* BEGIN Data provided *

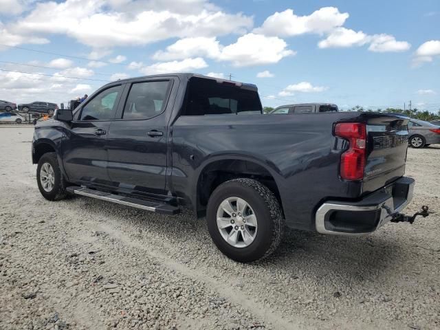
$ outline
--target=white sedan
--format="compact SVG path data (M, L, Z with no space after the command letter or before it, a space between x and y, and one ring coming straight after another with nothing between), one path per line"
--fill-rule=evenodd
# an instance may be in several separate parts
M24 117L14 112L0 112L0 122L16 122L17 124L21 124L24 121Z

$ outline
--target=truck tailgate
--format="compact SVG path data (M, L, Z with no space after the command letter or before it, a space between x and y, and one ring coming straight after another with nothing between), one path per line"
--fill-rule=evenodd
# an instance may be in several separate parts
M392 115L366 118L364 193L379 189L404 174L408 148L407 119Z

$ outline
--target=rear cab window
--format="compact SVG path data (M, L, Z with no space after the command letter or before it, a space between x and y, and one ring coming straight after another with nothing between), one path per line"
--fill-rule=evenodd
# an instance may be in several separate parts
M192 77L181 116L261 114L258 91L234 82Z

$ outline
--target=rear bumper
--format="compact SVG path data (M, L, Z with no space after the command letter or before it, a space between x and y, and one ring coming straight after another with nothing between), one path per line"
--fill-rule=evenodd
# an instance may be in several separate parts
M327 234L370 234L408 205L415 183L413 179L402 177L359 201L326 201L316 211L316 230Z

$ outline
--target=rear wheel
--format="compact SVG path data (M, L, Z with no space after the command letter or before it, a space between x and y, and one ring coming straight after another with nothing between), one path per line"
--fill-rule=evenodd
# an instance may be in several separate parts
M412 135L410 138L410 144L412 148L423 148L425 145L425 138L419 135Z
M50 201L65 198L67 192L67 182L63 176L55 153L45 153L36 168L36 181L40 192Z
M274 193L256 180L236 179L219 186L208 204L208 228L225 255L248 263L271 254L284 229Z

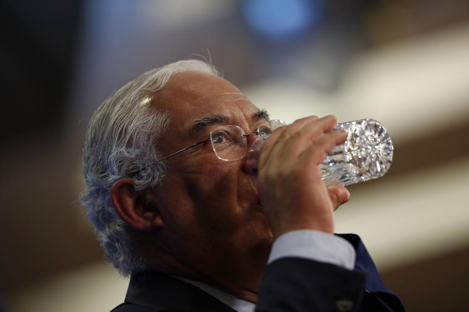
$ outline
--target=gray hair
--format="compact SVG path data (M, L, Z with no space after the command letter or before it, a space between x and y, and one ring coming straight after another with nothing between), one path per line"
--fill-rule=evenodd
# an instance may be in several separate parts
M135 189L154 187L166 174L157 140L171 120L171 112L148 105L153 94L179 73L198 72L220 77L213 65L182 60L142 74L109 97L88 124L82 161L86 188L80 195L86 215L109 261L124 276L146 267L134 250L128 228L111 203L110 191L120 178L133 179ZM164 105L163 105L164 106Z

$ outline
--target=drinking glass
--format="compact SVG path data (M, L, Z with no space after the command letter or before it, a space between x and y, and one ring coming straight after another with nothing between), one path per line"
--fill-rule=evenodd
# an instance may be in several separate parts
M347 139L328 153L320 165L322 179L327 187L368 181L387 172L392 162L394 148L382 124L372 119L363 119L338 123L334 130L339 130L348 133ZM249 175L256 190L259 150L269 136L256 139L248 155Z

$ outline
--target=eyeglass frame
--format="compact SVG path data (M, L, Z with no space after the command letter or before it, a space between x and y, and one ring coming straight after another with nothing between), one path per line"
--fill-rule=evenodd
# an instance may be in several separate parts
M283 121L280 120L279 120L279 119L273 119L273 120L269 120L269 121L267 121L267 122L270 122L271 121L280 121L281 123L284 124L284 122ZM243 130L243 129L242 129L242 128L241 128L241 127L239 127L239 126L236 126L236 125L227 125L227 126L235 126L235 127L237 127L238 128L241 129L241 130L243 131L243 132L244 132L244 130ZM252 134L255 134L255 133L256 134L256 135L257 135L258 136L264 136L267 135L268 134L266 134L266 133L265 133L265 132L259 132L259 130L260 130L260 127L261 127L261 126L259 126L259 127L258 127L257 130L255 130L255 131L253 131L253 132L251 132L250 133L249 133L249 134L248 134L241 135L241 136L243 136L243 137L247 137L249 136L250 136L250 135L252 135ZM277 128L276 128L276 129L277 129ZM273 131L274 130L275 130L275 129L273 129L272 131ZM213 133L213 132L210 132L210 137L212 137L212 133ZM157 164L158 163L159 163L159 162L160 162L160 161L163 161L163 160L164 160L165 159L167 159L167 158L169 158L169 157L171 157L171 156L174 156L174 155L176 155L179 154L180 153L182 153L183 152L184 152L184 151L187 151L187 150L188 150L188 149L190 149L190 148L192 148L192 147L194 147L194 146L196 146L198 145L199 144L201 144L203 143L206 143L206 142L211 142L211 141L216 141L216 139L214 139L214 138L208 138L208 139L206 139L206 140L204 140L203 141L201 141L200 142L197 142L197 143L195 143L195 144L193 144L191 145L190 146L188 146L188 147L186 147L186 148L185 148L182 149L180 151L178 151L177 152L175 152L175 153L172 153L172 154L171 154L171 155L168 155L168 156L166 156L166 157L164 157L161 158L161 159L159 159L159 160L155 161L155 162L153 162L153 163L149 165L148 166L145 167L144 168L142 168L142 169L141 169L141 170L143 170L143 169L144 169L147 168L148 168L148 167L151 167L151 166L153 166L153 165L155 165L155 164ZM234 159L234 160L232 160L224 159L223 159L223 158L220 158L220 156L218 156L218 155L217 154L216 152L215 151L214 147L213 146L213 145L212 145L212 147L213 147L213 153L215 153L215 155L217 156L217 157L219 159L220 159L220 160L224 160L224 161L235 161L235 160L238 160L238 159ZM238 159L240 159L240 158L238 158Z

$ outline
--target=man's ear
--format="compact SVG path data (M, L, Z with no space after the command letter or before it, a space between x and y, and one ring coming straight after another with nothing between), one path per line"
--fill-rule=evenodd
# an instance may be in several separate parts
M114 183L111 202L122 219L136 230L151 231L163 225L157 210L147 207L140 192L134 189L132 179L120 179Z

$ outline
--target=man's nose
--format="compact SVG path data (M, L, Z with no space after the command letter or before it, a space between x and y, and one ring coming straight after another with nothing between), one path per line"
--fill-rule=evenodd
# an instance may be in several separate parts
M251 150L251 146L253 145L253 143L254 143L254 141L260 137L260 136L259 136L258 133L257 133L257 131L253 131L247 135L246 137L247 139L246 155L244 155L244 157L242 158L243 163L241 166L241 170L246 173L250 173L250 169L252 169L253 167L257 167L257 164L254 164L253 162L256 162L259 157L258 155L256 155L256 157L253 157L252 155L252 156L250 157L249 151ZM259 152L257 151L253 153L258 153Z

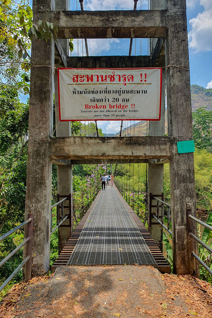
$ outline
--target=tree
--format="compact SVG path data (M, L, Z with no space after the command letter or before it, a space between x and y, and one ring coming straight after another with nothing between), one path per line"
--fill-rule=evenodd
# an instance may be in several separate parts
M32 20L28 0L4 0L0 5L0 83L29 93L31 40L56 40L52 23Z
M212 111L200 107L192 113L192 117L195 147L212 152Z

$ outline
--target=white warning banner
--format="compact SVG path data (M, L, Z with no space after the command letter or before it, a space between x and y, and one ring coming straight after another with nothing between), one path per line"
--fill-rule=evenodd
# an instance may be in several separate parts
M160 120L162 69L59 68L60 120Z

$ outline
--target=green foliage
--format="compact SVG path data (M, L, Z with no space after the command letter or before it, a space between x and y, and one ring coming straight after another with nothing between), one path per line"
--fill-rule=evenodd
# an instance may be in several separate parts
M212 110L200 107L192 113L193 138L195 147L212 152Z
M212 212L210 212L206 221L208 225L212 226ZM203 243L212 248L212 232L205 227L202 233L201 240ZM202 245L200 245L199 248L199 256L209 267L212 269L212 258L210 252ZM201 265L200 267L200 278L203 280L207 280L212 284L212 276Z
M32 11L28 0L5 0L0 6L0 82L29 93L29 54L31 41L56 40L58 32L52 23L41 20L32 22Z
M172 265L173 263L173 253L172 247L170 244L168 239L164 232L163 232L163 242L165 245L166 249L167 252L167 258L170 263Z
M210 211L212 208L212 154L205 149L197 149L194 153L197 207ZM164 165L164 201L170 200L169 164Z
M212 208L212 154L205 149L194 153L197 206Z

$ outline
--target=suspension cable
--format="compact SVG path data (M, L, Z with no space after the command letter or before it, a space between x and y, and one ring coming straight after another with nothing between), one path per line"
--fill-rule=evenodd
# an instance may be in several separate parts
M134 6L133 10L135 10L137 8L137 2L138 0L134 0ZM129 50L129 56L130 56L132 55L132 47L133 46L133 38L130 38L130 48Z
M83 8L83 0L79 0L79 2L80 3L80 7L81 9L81 11L84 11L84 9ZM86 55L87 56L89 56L89 55L88 54L88 42L87 40L87 39L85 39L85 52L86 52Z

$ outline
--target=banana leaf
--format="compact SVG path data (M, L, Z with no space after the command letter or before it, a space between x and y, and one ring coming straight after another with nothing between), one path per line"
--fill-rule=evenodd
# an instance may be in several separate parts
M167 252L167 258L172 264L173 262L173 253L172 247L168 238L164 232L163 233L163 242L165 244L166 249Z
M212 212L211 212L209 213L207 220L206 221L206 223L208 225L209 225L211 226L212 226ZM211 238L212 238L212 232L210 231L209 230L208 230L205 227L202 233L202 235L201 239L201 240L204 243L208 245L209 241ZM204 251L204 250L205 250ZM199 252L200 254L201 255L201 259L202 259L202 258L204 257L204 252L206 251L207 252L208 252L208 251L206 250L205 249L204 249L203 246L202 246L202 245L200 245ZM208 255L209 255L209 252L208 253ZM206 257L207 257L207 256L206 256Z

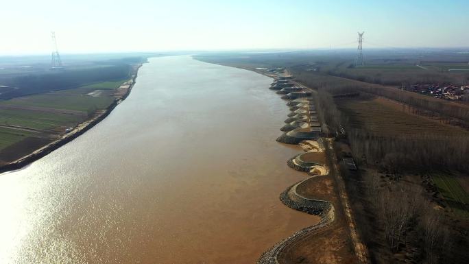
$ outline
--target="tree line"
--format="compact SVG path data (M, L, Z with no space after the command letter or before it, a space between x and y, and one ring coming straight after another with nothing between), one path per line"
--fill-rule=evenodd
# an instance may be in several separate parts
M130 77L127 64L91 69L65 70L2 78L1 83L14 89L0 94L0 99L78 87L80 85Z

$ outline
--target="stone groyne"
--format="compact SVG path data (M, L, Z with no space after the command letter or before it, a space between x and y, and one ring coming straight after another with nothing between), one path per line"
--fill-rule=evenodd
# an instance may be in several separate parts
M258 259L257 264L279 264L277 259L278 254L291 243L306 234L330 225L334 221L335 209L330 202L309 199L297 193L297 187L312 178L313 177L302 180L287 189L280 194L280 200L287 206L310 215L317 215L321 217L321 220L317 224L303 228L275 244L263 253Z

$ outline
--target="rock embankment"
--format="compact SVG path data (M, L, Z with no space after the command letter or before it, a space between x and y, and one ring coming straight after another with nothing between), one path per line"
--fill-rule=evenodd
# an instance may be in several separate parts
M267 251L264 252L258 259L258 264L278 264L277 256L282 250L295 239L310 233L312 231L329 226L334 221L334 206L327 201L309 199L302 196L296 192L297 187L308 181L310 178L304 180L289 187L280 195L280 200L288 207L304 212L310 215L318 215L321 221L315 225L303 228L290 237L278 242Z

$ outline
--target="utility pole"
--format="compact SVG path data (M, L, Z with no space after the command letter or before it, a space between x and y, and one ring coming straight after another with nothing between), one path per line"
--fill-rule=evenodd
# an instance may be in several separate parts
M355 67L357 66L363 66L363 53L362 51L363 43L363 34L365 32L359 34L359 46L358 50L357 51L357 59L355 60Z
M62 65L60 54L58 53L57 47L57 40L56 40L56 32L51 32L52 37L52 54L51 56L51 71L63 71L64 67Z

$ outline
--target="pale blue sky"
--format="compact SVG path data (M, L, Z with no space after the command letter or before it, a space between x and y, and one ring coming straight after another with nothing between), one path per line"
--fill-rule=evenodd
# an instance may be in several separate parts
M468 0L2 0L0 54L469 47Z

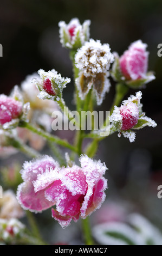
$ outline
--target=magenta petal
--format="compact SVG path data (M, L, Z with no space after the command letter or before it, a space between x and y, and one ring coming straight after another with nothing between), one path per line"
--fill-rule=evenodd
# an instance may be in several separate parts
M127 80L136 80L146 77L148 65L146 46L140 40L137 41L121 56L121 71Z
M70 216L62 216L60 215L59 212L55 209L52 209L52 217L54 218L56 221L57 221L61 227L66 228L68 227L72 220L72 217Z
M56 209L62 216L75 216L80 212L80 204L83 196L80 194L72 196L60 180L54 181L45 192L46 198L53 202Z

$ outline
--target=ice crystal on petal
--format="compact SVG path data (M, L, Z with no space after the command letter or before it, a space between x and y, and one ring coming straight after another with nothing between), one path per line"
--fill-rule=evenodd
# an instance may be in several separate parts
M80 47L89 38L90 21L86 20L82 25L77 18L71 20L68 24L60 21L60 41L62 46L69 48Z
M135 138L135 132L131 130L123 131L122 132L125 138L128 138L130 142L134 142Z
M145 126L157 126L151 118L145 116L142 112L142 105L140 102L142 93L136 93L135 96L131 95L127 100L124 100L120 107L114 107L110 117L111 134L119 131L118 137L122 133L125 138L128 138L130 142L133 142L135 133L130 129L139 130Z
M80 72L76 84L82 100L93 87L97 104L101 104L111 86L108 70L113 60L109 45L102 45L99 40L90 39L77 50L75 62Z
M41 100L58 100L63 89L70 82L70 78L62 77L55 69L48 72L40 69L38 74L40 76L40 80L34 78L32 82L40 91L37 96Z

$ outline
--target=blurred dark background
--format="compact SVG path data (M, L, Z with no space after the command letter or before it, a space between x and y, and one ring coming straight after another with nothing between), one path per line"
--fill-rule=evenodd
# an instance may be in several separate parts
M122 137L118 138L116 133L112 135L100 144L96 158L105 161L109 169L109 196L114 188L114 194L119 190L123 196L138 202L146 212L148 205L153 208L157 204L156 216L162 204L157 197L157 186L162 185L162 57L157 55L158 45L162 43L161 1L1 0L0 5L0 43L3 47L1 93L9 94L27 75L40 68L54 68L62 76L73 78L68 51L60 43L60 20L68 23L77 17L82 23L90 20L90 38L109 43L112 51L119 55L139 39L148 45L148 70L154 71L156 80L142 90L142 103L144 111L158 125L138 131L133 143ZM112 84L99 110L110 107L114 94L113 81ZM130 90L126 97L135 93ZM70 106L72 95L73 83L64 92ZM151 205L150 192L155 195ZM147 204L146 208L144 202Z

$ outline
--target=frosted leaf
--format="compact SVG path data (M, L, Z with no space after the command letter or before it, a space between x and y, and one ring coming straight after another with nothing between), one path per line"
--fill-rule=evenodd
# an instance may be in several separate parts
M39 173L37 179L33 182L35 192L43 190L54 181L61 178L61 174L59 173L60 169L56 167L55 169L52 168L47 169L43 173Z
M108 44L102 45L100 40L90 39L77 50L75 56L76 66L85 76L95 76L98 73L106 74L114 56Z
M24 214L13 191L10 190L4 191L0 200L0 218L21 218Z
M45 155L29 162L25 161L20 173L24 180L33 180L31 179L33 175L36 177L38 174L45 172L46 169L49 169L51 167L54 168L59 166L59 163L51 157Z
M153 128L157 126L157 124L153 120L145 115L145 113L143 114L139 119L137 125L133 128L133 129L139 130L145 126L152 126Z
M102 178L102 175L104 175L107 168L105 163L102 164L100 160L98 161L94 161L86 155L81 156L80 158L80 161L82 171L86 176L86 181L88 184L88 190L81 208L81 216L84 218L87 216L86 214L88 201L93 194L94 187L97 181L100 179L102 180L103 182L102 188L102 191L105 190L107 187L107 181L105 178ZM100 198L100 203L98 203L98 205L96 205L96 207L93 209L93 211L89 211L88 215L90 214L92 212L96 209L99 209L105 199L105 194L103 192Z
M40 69L38 74L40 76L40 80L34 78L32 82L40 91L38 98L41 100L59 100L58 96L61 95L63 89L70 82L70 79L62 77L55 69L48 72Z
M81 25L77 18L71 20L68 24L60 21L59 33L62 46L67 48L80 47L89 38L90 21L86 20Z
M146 242L149 240L155 245L161 245L162 234L148 220L138 213L129 215L127 217L129 224L139 230Z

* END Data provided *

Set problem: Copy the records from the start down through the line containing "M24 117L14 112L0", changing "white sedan" to "silver sedan" and keeping everything else the same. Leave the pictures out.

Solution to this exercise:
$ outline
--target=silver sedan
--format="compact SVG path data (M, L, Z with no space after the command letter or before it, a space between x and y, and one ring coming straight after another with nothing between), one path per line"
--fill-rule=evenodd
# an instance may be in several separate parts
M24 117L14 112L0 112L0 122L16 122L17 124L21 124L24 121Z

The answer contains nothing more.